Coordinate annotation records
__________

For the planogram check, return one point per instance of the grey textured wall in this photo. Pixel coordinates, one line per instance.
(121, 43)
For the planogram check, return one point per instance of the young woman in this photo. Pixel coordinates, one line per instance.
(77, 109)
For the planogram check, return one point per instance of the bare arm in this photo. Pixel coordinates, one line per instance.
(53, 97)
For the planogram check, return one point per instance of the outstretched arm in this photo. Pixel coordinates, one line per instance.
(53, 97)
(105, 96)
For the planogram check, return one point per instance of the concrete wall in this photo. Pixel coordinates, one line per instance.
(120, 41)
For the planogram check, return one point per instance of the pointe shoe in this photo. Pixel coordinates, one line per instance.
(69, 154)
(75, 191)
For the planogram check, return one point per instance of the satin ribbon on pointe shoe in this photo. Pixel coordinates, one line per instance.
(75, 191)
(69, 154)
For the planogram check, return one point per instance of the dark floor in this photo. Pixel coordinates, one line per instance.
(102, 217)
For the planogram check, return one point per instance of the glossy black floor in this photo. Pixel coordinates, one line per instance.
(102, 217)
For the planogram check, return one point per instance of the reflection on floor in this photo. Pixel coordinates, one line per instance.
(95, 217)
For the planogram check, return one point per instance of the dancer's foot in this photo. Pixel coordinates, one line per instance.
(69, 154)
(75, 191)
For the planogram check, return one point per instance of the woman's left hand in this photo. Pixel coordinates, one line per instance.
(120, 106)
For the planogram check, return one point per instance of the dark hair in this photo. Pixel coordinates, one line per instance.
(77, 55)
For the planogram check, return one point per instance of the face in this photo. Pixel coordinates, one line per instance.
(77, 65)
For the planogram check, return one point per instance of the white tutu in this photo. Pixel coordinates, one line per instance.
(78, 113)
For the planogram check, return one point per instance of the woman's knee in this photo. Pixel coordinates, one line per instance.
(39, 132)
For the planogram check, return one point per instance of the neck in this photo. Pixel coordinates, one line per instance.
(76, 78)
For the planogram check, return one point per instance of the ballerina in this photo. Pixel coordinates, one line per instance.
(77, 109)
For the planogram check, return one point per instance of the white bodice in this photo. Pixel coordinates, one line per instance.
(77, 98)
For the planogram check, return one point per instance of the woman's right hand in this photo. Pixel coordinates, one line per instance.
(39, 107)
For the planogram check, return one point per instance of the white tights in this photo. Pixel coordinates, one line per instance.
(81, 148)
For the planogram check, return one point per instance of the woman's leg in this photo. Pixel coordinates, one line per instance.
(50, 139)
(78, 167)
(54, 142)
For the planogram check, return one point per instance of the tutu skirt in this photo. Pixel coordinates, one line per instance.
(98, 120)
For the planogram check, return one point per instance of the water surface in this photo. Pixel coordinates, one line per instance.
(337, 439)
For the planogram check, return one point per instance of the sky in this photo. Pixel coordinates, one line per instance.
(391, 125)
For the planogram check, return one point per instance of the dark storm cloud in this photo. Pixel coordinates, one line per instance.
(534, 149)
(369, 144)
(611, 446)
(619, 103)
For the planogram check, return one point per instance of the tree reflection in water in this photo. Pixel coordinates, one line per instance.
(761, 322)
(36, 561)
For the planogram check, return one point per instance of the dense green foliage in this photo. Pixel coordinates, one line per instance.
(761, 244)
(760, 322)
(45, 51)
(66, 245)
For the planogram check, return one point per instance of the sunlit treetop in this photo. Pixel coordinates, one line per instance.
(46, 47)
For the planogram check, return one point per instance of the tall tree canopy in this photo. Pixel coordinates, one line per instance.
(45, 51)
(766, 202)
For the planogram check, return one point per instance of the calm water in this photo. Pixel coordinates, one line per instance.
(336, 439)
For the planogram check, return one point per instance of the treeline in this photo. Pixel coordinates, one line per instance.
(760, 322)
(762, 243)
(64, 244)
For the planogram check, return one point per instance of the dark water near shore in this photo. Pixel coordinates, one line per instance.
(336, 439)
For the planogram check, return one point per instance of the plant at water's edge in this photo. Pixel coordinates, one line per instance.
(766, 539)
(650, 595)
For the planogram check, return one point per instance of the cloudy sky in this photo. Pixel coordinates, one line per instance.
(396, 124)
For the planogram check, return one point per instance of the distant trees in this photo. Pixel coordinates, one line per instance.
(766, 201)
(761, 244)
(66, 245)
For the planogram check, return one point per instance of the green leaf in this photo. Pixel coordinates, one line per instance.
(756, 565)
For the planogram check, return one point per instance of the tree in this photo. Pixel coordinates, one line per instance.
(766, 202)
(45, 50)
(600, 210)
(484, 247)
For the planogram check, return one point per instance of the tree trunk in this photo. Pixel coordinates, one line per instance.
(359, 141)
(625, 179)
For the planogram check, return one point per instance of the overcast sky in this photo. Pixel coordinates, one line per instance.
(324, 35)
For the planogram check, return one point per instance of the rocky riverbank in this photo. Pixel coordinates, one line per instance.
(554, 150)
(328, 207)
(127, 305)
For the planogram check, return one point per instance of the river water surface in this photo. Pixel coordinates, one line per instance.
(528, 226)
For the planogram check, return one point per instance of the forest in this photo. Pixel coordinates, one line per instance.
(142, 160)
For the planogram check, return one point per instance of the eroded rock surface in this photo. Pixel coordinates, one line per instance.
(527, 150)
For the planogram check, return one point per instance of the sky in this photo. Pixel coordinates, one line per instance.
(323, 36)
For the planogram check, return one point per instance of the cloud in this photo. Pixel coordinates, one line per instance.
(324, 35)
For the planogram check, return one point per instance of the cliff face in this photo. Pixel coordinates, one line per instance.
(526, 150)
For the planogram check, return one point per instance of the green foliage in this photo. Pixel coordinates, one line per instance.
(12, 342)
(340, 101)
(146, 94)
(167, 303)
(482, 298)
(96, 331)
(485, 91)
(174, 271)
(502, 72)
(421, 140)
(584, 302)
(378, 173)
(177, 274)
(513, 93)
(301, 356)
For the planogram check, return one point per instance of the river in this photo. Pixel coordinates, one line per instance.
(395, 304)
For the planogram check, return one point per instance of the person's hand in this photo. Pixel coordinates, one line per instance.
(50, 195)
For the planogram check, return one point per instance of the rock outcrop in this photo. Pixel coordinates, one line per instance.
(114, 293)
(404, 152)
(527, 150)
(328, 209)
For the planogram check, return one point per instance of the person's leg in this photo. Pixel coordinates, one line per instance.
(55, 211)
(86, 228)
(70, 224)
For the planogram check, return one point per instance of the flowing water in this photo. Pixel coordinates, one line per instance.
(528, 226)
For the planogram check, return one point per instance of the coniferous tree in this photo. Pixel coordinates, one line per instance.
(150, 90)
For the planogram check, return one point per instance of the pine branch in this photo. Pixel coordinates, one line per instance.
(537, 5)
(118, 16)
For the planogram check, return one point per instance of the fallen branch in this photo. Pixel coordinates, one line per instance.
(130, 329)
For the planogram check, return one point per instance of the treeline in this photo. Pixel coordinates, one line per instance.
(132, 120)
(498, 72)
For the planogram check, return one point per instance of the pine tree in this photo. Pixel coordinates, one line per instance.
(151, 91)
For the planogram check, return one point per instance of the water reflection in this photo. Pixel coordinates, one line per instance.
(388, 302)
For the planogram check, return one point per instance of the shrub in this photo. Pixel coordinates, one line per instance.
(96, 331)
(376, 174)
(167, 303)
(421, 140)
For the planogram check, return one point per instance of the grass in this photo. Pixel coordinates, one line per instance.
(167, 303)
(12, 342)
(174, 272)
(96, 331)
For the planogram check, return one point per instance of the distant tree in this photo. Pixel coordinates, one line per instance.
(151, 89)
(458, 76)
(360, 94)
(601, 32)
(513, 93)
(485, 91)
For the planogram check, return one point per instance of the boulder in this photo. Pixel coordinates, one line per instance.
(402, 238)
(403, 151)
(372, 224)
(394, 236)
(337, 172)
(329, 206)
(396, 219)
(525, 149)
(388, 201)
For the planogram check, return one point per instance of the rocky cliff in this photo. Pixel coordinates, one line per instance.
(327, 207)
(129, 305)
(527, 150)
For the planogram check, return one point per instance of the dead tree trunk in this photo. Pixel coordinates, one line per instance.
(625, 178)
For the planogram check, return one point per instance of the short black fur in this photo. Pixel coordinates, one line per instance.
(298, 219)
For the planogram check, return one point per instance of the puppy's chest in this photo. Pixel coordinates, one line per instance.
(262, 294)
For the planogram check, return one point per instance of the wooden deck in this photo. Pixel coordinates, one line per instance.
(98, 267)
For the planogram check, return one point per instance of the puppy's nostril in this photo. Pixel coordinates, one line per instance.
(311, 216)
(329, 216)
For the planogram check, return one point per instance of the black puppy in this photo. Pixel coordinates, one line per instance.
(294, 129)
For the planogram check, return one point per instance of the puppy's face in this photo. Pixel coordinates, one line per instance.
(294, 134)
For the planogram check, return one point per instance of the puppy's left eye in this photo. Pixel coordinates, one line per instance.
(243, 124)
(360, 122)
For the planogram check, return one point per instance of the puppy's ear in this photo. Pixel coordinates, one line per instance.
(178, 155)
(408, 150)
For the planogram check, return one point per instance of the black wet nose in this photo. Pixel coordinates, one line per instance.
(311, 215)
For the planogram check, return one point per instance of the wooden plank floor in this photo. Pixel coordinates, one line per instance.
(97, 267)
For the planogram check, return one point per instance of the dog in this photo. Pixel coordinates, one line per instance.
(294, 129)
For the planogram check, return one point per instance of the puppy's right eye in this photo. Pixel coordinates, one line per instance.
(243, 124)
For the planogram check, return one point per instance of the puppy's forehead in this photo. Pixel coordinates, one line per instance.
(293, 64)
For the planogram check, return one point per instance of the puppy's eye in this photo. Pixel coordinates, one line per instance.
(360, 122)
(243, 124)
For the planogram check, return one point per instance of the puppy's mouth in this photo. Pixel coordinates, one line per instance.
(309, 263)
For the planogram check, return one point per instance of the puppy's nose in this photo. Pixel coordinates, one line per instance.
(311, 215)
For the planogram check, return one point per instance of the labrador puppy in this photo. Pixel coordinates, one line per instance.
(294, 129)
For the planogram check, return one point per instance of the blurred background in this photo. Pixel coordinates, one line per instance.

__________

Requirement: Starting with the line that contains "the puppy's eye", write out each line through the end of the listing, exactly as it appears, and include nothing else.

Result:
For the planogram check, return one point per instance of the puppy's eye in this photo. Pixel coordinates, one line per instance.
(360, 122)
(243, 124)
For the planogram check, return one point per instance of the puppy's mouth in this photo. Pixel coordinates, one line per instance.
(309, 263)
For the planogram check, return one point per instance of the puppy's nose in this photo. Pixel coordinates, one line per instance.
(311, 215)
For the planogram check, return one point per instance of the labrador puppy in this photo. Pixel coordinates, one line per instance.
(294, 129)
For the planogram check, return one point per instance of the blurred background in this photo. Pixel coordinates, one line per instance.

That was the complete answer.